# [Short problem]
Copy all of the following material line for line, changing nothing.

# [Dataset extract]
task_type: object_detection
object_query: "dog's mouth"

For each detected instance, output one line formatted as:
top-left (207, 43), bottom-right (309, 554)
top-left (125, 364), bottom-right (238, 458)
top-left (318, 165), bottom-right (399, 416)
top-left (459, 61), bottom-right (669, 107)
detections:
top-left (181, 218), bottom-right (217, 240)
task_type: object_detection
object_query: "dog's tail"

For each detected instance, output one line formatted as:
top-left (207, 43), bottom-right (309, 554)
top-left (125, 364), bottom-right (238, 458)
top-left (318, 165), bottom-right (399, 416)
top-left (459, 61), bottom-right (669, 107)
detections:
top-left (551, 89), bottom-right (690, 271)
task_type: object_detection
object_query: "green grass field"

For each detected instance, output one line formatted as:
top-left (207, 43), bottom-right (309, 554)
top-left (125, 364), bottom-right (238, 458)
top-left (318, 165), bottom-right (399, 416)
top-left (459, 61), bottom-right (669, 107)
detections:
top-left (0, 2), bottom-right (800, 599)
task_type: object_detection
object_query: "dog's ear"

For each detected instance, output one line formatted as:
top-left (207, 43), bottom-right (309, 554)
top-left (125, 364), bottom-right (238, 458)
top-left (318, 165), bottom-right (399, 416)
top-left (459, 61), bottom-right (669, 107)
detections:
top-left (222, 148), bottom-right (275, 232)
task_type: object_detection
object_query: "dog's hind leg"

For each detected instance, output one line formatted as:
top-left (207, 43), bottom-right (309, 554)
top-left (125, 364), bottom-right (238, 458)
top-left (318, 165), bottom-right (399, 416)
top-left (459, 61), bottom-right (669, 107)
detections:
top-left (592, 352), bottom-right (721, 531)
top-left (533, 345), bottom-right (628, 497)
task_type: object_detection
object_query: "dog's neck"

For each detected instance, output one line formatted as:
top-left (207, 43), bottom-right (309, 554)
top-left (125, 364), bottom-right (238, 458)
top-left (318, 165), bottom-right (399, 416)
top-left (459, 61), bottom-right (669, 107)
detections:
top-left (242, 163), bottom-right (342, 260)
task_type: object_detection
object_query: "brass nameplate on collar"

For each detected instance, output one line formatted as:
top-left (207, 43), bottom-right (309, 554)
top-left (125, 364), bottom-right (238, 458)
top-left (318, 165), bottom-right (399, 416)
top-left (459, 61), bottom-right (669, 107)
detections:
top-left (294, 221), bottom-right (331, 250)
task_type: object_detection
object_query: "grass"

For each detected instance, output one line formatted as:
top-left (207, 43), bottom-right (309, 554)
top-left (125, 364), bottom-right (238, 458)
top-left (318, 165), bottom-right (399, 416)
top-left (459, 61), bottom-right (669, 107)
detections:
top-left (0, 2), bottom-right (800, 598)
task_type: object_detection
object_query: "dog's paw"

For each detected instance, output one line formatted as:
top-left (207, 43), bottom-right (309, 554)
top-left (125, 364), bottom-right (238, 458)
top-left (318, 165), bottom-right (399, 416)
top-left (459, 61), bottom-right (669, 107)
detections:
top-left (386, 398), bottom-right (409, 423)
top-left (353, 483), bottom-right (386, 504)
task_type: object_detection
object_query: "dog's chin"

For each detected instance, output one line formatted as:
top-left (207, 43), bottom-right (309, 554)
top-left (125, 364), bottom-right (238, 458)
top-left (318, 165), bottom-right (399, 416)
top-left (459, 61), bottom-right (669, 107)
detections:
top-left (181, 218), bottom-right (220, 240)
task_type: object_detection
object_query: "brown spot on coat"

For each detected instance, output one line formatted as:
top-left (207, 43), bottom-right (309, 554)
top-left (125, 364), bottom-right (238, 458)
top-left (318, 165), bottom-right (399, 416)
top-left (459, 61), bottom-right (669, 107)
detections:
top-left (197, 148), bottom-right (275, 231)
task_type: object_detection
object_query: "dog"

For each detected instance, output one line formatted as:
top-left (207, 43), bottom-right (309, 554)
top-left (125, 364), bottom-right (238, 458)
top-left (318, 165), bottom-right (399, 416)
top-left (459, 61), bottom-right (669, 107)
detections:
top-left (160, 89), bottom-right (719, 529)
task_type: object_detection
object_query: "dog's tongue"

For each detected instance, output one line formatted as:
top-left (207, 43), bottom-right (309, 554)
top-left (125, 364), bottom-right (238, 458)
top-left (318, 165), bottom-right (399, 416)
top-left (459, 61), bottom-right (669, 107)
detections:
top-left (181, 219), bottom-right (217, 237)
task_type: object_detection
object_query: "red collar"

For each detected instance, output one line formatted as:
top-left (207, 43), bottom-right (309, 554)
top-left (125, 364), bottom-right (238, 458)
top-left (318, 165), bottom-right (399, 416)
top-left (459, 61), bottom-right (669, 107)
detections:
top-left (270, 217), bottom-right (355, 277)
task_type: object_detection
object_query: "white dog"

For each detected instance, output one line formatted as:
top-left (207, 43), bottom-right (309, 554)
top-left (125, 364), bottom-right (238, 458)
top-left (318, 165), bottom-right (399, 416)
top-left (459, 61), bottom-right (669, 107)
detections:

# [Written solution]
task_type: object_detection
object_query: "dog's mouth"

For each detected instance, output one line formatted as:
top-left (207, 43), bottom-right (309, 554)
top-left (125, 364), bottom-right (238, 458)
top-left (318, 165), bottom-right (399, 416)
top-left (459, 61), bottom-right (669, 107)
detections:
top-left (181, 218), bottom-right (217, 240)
task_type: object_detection
object_query: "dog's tail"

For each detected instance, output one line formatted as:
top-left (207, 43), bottom-right (309, 554)
top-left (125, 364), bottom-right (238, 458)
top-left (318, 165), bottom-right (399, 416)
top-left (459, 61), bottom-right (669, 107)
detections:
top-left (551, 89), bottom-right (690, 271)
task_type: object_detection
object_query: "green grass field"

For each detected instance, output one line formatted as:
top-left (207, 43), bottom-right (309, 554)
top-left (125, 364), bottom-right (238, 458)
top-left (318, 165), bottom-right (399, 416)
top-left (459, 61), bottom-right (669, 107)
detections:
top-left (0, 2), bottom-right (800, 599)
task_type: object_detection
object_query: "dog's ear"

For each detected instance, output one line formatted as:
top-left (207, 43), bottom-right (309, 554)
top-left (125, 364), bottom-right (238, 458)
top-left (318, 165), bottom-right (399, 416)
top-left (459, 61), bottom-right (669, 107)
detections:
top-left (222, 148), bottom-right (275, 232)
task_type: object_detection
object_query: "dog's hind leg"

For each detected instance, output one line formatted as:
top-left (207, 43), bottom-right (309, 554)
top-left (125, 364), bottom-right (238, 458)
top-left (318, 165), bottom-right (399, 416)
top-left (459, 61), bottom-right (669, 107)
detections:
top-left (592, 352), bottom-right (721, 531)
top-left (533, 345), bottom-right (628, 497)
task_type: object_detection
object_query: "dog's neck"

For each detected instance, output one line formatted as:
top-left (207, 43), bottom-right (309, 554)
top-left (125, 364), bottom-right (238, 458)
top-left (318, 165), bottom-right (399, 416)
top-left (459, 61), bottom-right (669, 107)
detections:
top-left (242, 163), bottom-right (342, 260)
task_type: object_detection
object_query: "brass nameplate on collar"

For each detected instance, output one line formatted as:
top-left (207, 43), bottom-right (309, 554)
top-left (125, 364), bottom-right (238, 458)
top-left (318, 165), bottom-right (399, 416)
top-left (459, 61), bottom-right (669, 107)
detections:
top-left (294, 221), bottom-right (331, 250)
task_type: object_detection
object_query: "grass"

For each detected instance, output one line formatted as:
top-left (207, 43), bottom-right (309, 554)
top-left (125, 364), bottom-right (238, 458)
top-left (318, 165), bottom-right (399, 416)
top-left (459, 61), bottom-right (669, 107)
detections:
top-left (0, 2), bottom-right (800, 598)
task_type: object_detection
object_query: "dog's paw"

For each detected instance, output one line formatted as:
top-left (207, 43), bottom-right (309, 554)
top-left (125, 364), bottom-right (238, 458)
top-left (318, 165), bottom-right (399, 416)
top-left (459, 61), bottom-right (669, 107)
detections:
top-left (386, 398), bottom-right (409, 423)
top-left (353, 483), bottom-right (386, 504)
task_type: object_detection
object_query: "dog's chin"

For each detected instance, output one line formatted as:
top-left (207, 43), bottom-right (309, 554)
top-left (125, 364), bottom-right (238, 458)
top-left (318, 165), bottom-right (399, 416)
top-left (459, 61), bottom-right (669, 107)
detections:
top-left (181, 218), bottom-right (220, 240)
task_type: object_detection
object_query: "brown spot on coat"

For each detected instance, output one line formatted as:
top-left (207, 43), bottom-right (309, 554)
top-left (125, 364), bottom-right (238, 458)
top-left (318, 165), bottom-right (399, 416)
top-left (459, 61), bottom-right (669, 107)
detections:
top-left (197, 148), bottom-right (275, 231)
task_type: object_detection
object_query: "dog"

For each detected instance, output one line formatted as:
top-left (207, 43), bottom-right (309, 554)
top-left (125, 364), bottom-right (238, 458)
top-left (318, 165), bottom-right (399, 416)
top-left (459, 61), bottom-right (669, 107)
detections:
top-left (160, 89), bottom-right (719, 529)
task_type: object_detection
object_query: "dog's tongue"

For each detected instance, output one line formatted as:
top-left (207, 43), bottom-right (309, 554)
top-left (125, 364), bottom-right (238, 458)
top-left (318, 165), bottom-right (399, 416)
top-left (459, 61), bottom-right (669, 107)
detections:
top-left (181, 219), bottom-right (217, 237)
task_type: object_detection
object_query: "red collar"

For each detected instance, output one line formatted as:
top-left (207, 43), bottom-right (309, 554)
top-left (125, 364), bottom-right (238, 458)
top-left (318, 165), bottom-right (399, 416)
top-left (459, 61), bottom-right (669, 107)
detections:
top-left (270, 217), bottom-right (355, 277)
task_type: object_detection
object_query: "white dog"

For each detected instance, output one line formatted as:
top-left (207, 43), bottom-right (309, 554)
top-left (125, 364), bottom-right (238, 458)
top-left (318, 165), bottom-right (399, 416)
top-left (459, 61), bottom-right (669, 107)
detections:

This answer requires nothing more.